# Requirement
Without omitting anything, return the records precisely as given.

# Input for this task
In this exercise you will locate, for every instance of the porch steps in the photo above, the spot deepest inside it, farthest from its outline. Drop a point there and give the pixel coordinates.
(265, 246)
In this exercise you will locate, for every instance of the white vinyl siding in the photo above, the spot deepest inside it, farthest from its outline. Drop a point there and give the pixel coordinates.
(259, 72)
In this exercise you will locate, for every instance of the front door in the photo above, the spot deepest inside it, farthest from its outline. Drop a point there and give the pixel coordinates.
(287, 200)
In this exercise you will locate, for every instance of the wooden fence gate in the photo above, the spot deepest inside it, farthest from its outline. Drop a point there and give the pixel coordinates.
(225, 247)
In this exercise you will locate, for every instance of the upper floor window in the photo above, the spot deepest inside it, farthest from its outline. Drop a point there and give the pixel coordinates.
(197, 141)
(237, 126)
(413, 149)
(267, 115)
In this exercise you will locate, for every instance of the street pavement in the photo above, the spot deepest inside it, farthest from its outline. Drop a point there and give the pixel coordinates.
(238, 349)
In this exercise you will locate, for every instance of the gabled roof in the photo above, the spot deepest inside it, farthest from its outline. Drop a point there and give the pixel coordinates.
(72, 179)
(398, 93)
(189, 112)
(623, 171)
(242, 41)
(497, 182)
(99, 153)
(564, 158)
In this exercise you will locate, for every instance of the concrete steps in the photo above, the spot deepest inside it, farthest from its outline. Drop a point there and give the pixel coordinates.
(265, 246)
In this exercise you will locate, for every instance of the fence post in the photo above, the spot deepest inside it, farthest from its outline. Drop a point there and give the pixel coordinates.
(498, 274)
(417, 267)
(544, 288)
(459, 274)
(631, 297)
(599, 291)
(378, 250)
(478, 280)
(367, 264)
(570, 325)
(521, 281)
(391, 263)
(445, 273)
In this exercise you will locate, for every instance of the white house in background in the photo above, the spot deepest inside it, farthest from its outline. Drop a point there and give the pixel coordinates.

# Reply to the exercise
In this exercise you will locate, for every instance of the porch steps in the photo above, the spot deepest inside it, farthest from its outline. Drop a point there and give the pixel coordinates.
(265, 246)
In this exercise you will locate, for every instance of the white vinyl siding in the photo above, the spot deepest inside it, farthest from its outline. Drop a point there and give the pixel coordinates.
(259, 72)
In this exercise you will locate, for every instance of the front door in the photo above, the spot deepest inside it, farthest from its outline. Drop a point there and give the pixel coordinates.
(287, 200)
In this exercise you will locate, for every instance of the wooden fence gate in the photo above, the spot deepest inside it, farthest from its outline. Drop a point there and give the pixel coordinates.
(225, 247)
In this exercise you will locate, for every instance of the upper floor window in the photo above, the spot deepest inside it, farthest from its outline. Drop a point there and give the pixel coordinates.
(197, 141)
(237, 126)
(413, 149)
(267, 115)
In this exercise you will locate, for every instance of the street pavement in the photo above, the spot deepest inside it, farthest from its outline. Drop a point there and give the pixel coordinates.
(238, 349)
In this exercise you will locate, for every instance of the gabled roof in the photo above, the spot deepest inside it, farthest from its outline. Drop a point there and give the pixel coordinates.
(72, 179)
(398, 93)
(189, 112)
(623, 171)
(242, 41)
(497, 182)
(99, 153)
(564, 158)
In this exercise you will locate, for every instance of the concrete steps in the photo above, the spot deepest inside it, farthest from its outline. Drop a point there and give the pixel coordinates.
(265, 246)
In this exercise you will locate, for every instance of the fence post in the photo above, the spot deepest inside it, farthest from its outline. Drop a point there and give the pixel coordinates.
(498, 274)
(417, 267)
(544, 288)
(459, 274)
(631, 297)
(599, 291)
(378, 250)
(478, 280)
(367, 264)
(570, 325)
(521, 281)
(391, 263)
(445, 273)
In this exercise you will locate, for every instance of the white house in background in the photo above, the spot deepest inside it, farthest from its outline. Drop a point there and give the pixel coordinates.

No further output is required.